#### To be done:
Please swap "innermost point" for "central point" throughout the material below and reproduce it otherwise unchanged.

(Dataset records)
## start

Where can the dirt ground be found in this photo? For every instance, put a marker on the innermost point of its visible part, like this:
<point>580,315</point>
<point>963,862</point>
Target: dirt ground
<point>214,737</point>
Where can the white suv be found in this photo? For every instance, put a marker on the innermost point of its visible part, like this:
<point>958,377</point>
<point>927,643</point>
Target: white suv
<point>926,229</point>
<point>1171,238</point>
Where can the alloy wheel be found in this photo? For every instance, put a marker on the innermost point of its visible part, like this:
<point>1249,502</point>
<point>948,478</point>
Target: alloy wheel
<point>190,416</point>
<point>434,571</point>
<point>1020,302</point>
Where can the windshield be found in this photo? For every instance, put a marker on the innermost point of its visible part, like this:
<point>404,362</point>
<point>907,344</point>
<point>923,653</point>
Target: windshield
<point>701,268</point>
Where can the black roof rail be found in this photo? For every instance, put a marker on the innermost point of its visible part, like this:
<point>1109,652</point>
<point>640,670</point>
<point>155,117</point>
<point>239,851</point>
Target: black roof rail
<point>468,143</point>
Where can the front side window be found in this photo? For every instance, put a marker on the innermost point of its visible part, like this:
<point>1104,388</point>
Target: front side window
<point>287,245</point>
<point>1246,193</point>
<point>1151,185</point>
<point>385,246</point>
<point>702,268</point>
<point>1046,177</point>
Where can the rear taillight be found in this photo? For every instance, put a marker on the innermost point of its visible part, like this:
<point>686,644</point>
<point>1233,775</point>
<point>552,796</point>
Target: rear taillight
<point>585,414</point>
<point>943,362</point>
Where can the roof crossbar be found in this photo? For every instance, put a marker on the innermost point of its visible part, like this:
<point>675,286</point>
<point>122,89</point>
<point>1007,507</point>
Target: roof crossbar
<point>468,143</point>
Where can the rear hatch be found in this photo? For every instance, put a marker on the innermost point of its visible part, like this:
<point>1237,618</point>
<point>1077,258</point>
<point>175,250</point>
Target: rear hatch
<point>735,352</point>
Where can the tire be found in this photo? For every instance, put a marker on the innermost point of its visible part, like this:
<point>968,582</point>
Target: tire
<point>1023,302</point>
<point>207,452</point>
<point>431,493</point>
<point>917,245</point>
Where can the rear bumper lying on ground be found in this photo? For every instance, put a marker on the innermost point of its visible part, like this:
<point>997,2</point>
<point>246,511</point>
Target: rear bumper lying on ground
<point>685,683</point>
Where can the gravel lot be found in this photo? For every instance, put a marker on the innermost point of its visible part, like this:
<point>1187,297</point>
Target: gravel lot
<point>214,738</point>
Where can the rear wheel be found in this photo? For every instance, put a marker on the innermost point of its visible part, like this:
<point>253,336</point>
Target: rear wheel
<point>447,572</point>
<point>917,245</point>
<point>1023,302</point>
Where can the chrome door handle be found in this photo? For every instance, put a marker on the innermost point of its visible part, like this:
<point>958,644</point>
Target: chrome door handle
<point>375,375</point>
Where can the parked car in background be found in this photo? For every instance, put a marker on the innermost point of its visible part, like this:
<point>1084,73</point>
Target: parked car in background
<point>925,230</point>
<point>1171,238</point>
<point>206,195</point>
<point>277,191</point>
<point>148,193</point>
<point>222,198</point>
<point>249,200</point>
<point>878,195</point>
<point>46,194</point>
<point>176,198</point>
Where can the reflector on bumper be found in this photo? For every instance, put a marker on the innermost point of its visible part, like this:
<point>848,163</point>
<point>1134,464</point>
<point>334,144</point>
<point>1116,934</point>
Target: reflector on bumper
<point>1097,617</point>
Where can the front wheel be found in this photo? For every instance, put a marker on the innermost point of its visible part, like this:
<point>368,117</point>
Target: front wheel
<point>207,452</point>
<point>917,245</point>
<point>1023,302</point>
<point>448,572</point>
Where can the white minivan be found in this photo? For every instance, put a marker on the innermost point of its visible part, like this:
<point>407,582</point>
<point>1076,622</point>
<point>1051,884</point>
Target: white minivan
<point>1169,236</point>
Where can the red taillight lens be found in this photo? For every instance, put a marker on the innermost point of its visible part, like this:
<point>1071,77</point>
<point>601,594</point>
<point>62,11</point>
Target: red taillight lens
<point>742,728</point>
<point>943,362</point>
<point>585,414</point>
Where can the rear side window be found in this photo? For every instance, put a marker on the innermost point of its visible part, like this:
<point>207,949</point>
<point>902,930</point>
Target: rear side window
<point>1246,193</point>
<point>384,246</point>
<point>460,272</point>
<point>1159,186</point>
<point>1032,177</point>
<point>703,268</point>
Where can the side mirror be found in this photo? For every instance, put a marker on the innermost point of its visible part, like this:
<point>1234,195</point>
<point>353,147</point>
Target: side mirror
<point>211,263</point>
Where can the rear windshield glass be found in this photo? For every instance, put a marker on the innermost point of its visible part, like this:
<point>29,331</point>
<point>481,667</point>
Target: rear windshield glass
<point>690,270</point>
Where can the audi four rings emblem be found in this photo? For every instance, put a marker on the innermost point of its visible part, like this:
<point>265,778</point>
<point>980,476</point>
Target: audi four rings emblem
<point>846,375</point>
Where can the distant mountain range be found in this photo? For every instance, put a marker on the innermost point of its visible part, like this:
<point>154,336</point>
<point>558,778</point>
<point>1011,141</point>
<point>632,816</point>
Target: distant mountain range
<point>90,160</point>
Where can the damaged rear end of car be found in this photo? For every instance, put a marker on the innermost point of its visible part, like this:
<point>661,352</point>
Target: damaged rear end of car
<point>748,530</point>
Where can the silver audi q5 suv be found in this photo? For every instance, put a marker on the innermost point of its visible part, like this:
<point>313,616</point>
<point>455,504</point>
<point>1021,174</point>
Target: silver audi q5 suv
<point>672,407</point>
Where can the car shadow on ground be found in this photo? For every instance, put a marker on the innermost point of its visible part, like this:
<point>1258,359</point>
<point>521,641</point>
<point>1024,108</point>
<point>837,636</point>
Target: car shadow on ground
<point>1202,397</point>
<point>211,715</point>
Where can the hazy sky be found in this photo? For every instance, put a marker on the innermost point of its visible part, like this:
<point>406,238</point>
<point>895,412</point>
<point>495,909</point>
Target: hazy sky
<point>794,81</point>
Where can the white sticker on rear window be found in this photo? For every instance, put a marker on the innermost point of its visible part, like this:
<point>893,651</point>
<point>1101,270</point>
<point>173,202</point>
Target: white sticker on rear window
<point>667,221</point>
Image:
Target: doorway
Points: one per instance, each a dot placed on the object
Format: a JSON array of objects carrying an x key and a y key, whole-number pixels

## end

#### Solution for this problem:
Where can the dirt ground be found in this photo? For every instance, put a marker on the central point of its visible part, like this:
<point>580,315</point>
<point>963,862</point>
Target: dirt ground
<point>214,737</point>
Where can the white suv be found in this photo? For every instance, put a marker on the central point of its visible part, like this:
<point>958,377</point>
<point>927,643</point>
Target: white suv
<point>926,229</point>
<point>1171,238</point>
Where can the alloy wheel be found in this photo? For every instance, put a marker on the central point of its visible part, like this:
<point>1249,502</point>
<point>948,478</point>
Target: alloy wheel
<point>190,416</point>
<point>434,571</point>
<point>1020,302</point>
Where can the windshield be found in this photo? For every instance, put a marker on the central point of its visible part, like this:
<point>404,362</point>
<point>907,344</point>
<point>923,653</point>
Target: windshield
<point>701,268</point>
Where can the black roof rail be found in this photo? For every instance, put a marker on the central point of its visible part, like this:
<point>1109,652</point>
<point>640,670</point>
<point>155,117</point>
<point>239,851</point>
Target: black roof rail
<point>468,143</point>
Where can the front side window be found in this photo? For every instance, put a marker on the central point of its visible part, like this:
<point>1104,388</point>
Target: front side window
<point>287,245</point>
<point>1246,193</point>
<point>1151,185</point>
<point>385,246</point>
<point>702,268</point>
<point>1046,177</point>
Where can the rear taillight be found in this photo? For every instance, put a marker on the central point of its visible part, like this:
<point>686,644</point>
<point>1233,775</point>
<point>552,796</point>
Target: rear taillight
<point>585,414</point>
<point>943,362</point>
Where can the roof crossbar be found in this photo? For every instance, put a marker on the central point of its visible part, like this:
<point>675,286</point>
<point>122,89</point>
<point>1007,507</point>
Target: roof crossbar
<point>468,143</point>
Where can the rear hatch be found in this photo? For every instance, put a marker on the central point of its visible part, like this:
<point>1237,618</point>
<point>1077,258</point>
<point>175,250</point>
Target: rear hatch
<point>735,352</point>
Where can the tire be found in this photo? For every instance, put a marker on the central point of its visible part, like this:
<point>968,582</point>
Target: tire
<point>1023,302</point>
<point>207,452</point>
<point>431,493</point>
<point>917,245</point>
Where can the rear bumper lying on ground be found in this photo? For every instance, put a marker on the central point of its visible part, like this:
<point>997,2</point>
<point>246,511</point>
Target: rear bumper lying on ground
<point>685,683</point>
Where can the gravel lot be found in this photo? For every instance, put a marker on the central point of its visible part, like this:
<point>1187,297</point>
Target: gravel lot
<point>214,738</point>
Where can the rear wheel be found in this photo? For every instance, put a marker on the central point of its visible part, like this:
<point>253,336</point>
Target: rear wheel
<point>447,572</point>
<point>917,245</point>
<point>1023,302</point>
Where can the chrome door handle be found in this photo? For every instance, put a marker on the central point of its visible part, like this:
<point>958,644</point>
Target: chrome door handle
<point>375,375</point>
Where can the parked car in background be found in this photo? For every instance, put a marker on the central point of its visible part, like this:
<point>1084,73</point>
Target: parked car in background
<point>925,230</point>
<point>1171,238</point>
<point>206,195</point>
<point>277,191</point>
<point>148,193</point>
<point>222,198</point>
<point>249,200</point>
<point>878,195</point>
<point>46,194</point>
<point>176,198</point>
Where can the reflector on bumper be found in this photo? For every instance, put a marker on the central point of its visible part, like this:
<point>848,163</point>
<point>1134,464</point>
<point>334,144</point>
<point>1116,934</point>
Target: reflector on bumper
<point>1097,617</point>
Where can the front wheel be found in this photo? For every instance, put a marker on the central point of its visible part, like this:
<point>368,117</point>
Target: front wheel
<point>207,452</point>
<point>917,245</point>
<point>1023,302</point>
<point>448,572</point>
Where can the white minivan be found in this photo? For every instance, put a marker on the central point of its visible part, like this:
<point>407,582</point>
<point>1076,622</point>
<point>1051,884</point>
Target: white minivan
<point>1169,236</point>
Where can the red taillight lens be found in this photo? For every instance, put a marker on the central point of its visible part, like this:
<point>1071,77</point>
<point>601,594</point>
<point>62,11</point>
Target: red taillight lens
<point>742,728</point>
<point>943,362</point>
<point>585,414</point>
Where can the rear side window be found in this photo? For every instance, put a marker on the central point of its visible part, like this:
<point>207,949</point>
<point>902,930</point>
Target: rear side window
<point>1246,193</point>
<point>384,246</point>
<point>460,272</point>
<point>1159,186</point>
<point>1032,177</point>
<point>703,268</point>
Where can the side mirror be found in this photo? For every instance, put a marker on the central point of its visible part, like this:
<point>1234,195</point>
<point>353,147</point>
Target: side mirror
<point>211,263</point>
Where can the rear windshield glass be found in this photo? For every instance, put a marker on the central point of its visible part, like this:
<point>29,331</point>
<point>481,667</point>
Target: rear windshield glass
<point>690,270</point>
Where can the audi four rings emblem be found in this photo? For every instance, put a marker on the central point of its visible part, like this:
<point>265,778</point>
<point>980,476</point>
Target: audi four rings emblem
<point>846,375</point>
Where can the distant mountain range be found in this photo? For every instance, put a marker on the central point of its visible part, like this:
<point>154,336</point>
<point>558,778</point>
<point>1011,141</point>
<point>632,816</point>
Target: distant mountain range
<point>90,160</point>
Where can the damaged rear end of car be found in this photo? For every instance, put a marker on the central point of its visible part, like this:
<point>661,352</point>
Target: damaged rear end of car
<point>748,530</point>
Where can the silver audi q5 suv be found in this photo? For every instance, put a marker on the central point of its visible part, like this:
<point>313,616</point>
<point>455,504</point>
<point>1021,174</point>
Target: silver audi q5 suv
<point>672,407</point>
Where can the car shadow on ground be found in this photo? For every instance, put a marker on the central point of its visible part, like this:
<point>1258,359</point>
<point>521,641</point>
<point>1024,108</point>
<point>837,636</point>
Target: car shadow on ground
<point>1202,397</point>
<point>211,715</point>
Where can the hazy sky be found in this photo? For every instance, put a marker on the central point of its visible part, like this:
<point>406,238</point>
<point>895,412</point>
<point>495,909</point>
Target: hazy sky
<point>794,81</point>
Where can the white sticker on rear window be found in this photo? For every instance, put a marker on the central point of its visible part, like this:
<point>893,651</point>
<point>1101,270</point>
<point>173,202</point>
Target: white sticker on rear window
<point>667,221</point>
Image:
Target: doorway
Points: one per instance, each a dot placed on the object
Format: a JSON array of objects carrying an x key and a y key, whole-number pixels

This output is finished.